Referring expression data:
########

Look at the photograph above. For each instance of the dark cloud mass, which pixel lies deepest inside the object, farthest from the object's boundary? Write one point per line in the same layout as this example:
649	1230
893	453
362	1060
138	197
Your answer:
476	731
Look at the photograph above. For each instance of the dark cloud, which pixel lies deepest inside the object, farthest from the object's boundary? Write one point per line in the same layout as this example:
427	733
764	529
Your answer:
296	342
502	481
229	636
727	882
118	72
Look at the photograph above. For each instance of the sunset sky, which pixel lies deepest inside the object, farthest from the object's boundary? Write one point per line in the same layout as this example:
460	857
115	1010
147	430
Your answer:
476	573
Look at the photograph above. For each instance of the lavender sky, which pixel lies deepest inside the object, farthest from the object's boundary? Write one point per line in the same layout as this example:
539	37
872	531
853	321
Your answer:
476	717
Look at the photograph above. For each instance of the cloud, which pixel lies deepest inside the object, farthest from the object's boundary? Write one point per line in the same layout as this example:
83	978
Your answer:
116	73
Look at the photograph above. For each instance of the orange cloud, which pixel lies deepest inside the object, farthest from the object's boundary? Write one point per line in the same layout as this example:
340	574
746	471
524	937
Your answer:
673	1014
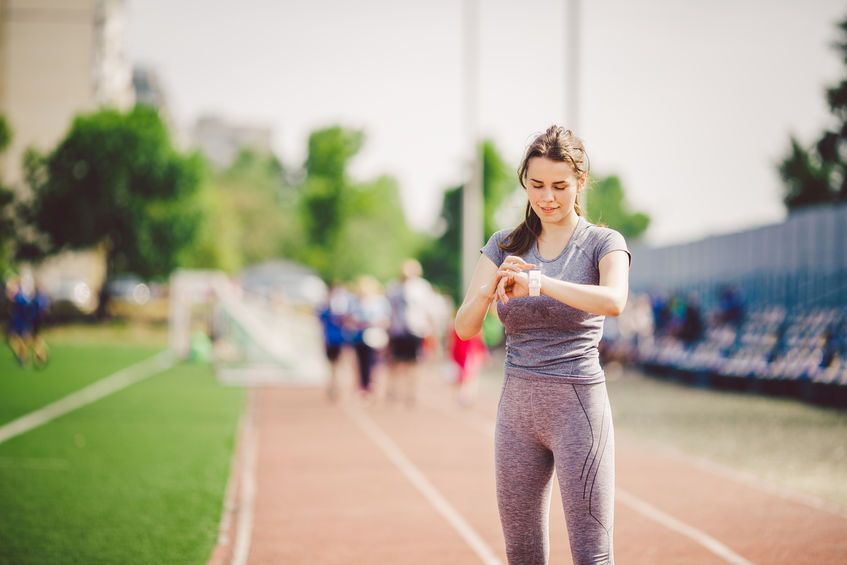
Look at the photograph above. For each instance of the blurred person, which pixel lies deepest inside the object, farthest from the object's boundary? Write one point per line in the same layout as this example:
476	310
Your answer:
555	277
368	319
17	327
730	305
331	316
691	327
413	302
469	355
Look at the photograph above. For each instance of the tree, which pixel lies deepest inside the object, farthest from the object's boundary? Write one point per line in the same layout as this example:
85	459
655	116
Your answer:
605	204
818	174
116	180
348	228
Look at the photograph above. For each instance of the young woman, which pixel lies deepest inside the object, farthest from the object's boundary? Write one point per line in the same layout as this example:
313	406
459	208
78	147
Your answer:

########

All lines in the records above that contain "dark" are to be reported.

Look at the photograph above. For each instance of the dark cloud mass, which pixel lies deepest inside the object, farthest from the object's boundary? Write one point per line in the same layout as this example:
Look at the photograph above. For each instance of the dark cloud, which pixel lies deepest inside the object, farthest from the object's boundary? Write one point per line in the same layout as this example:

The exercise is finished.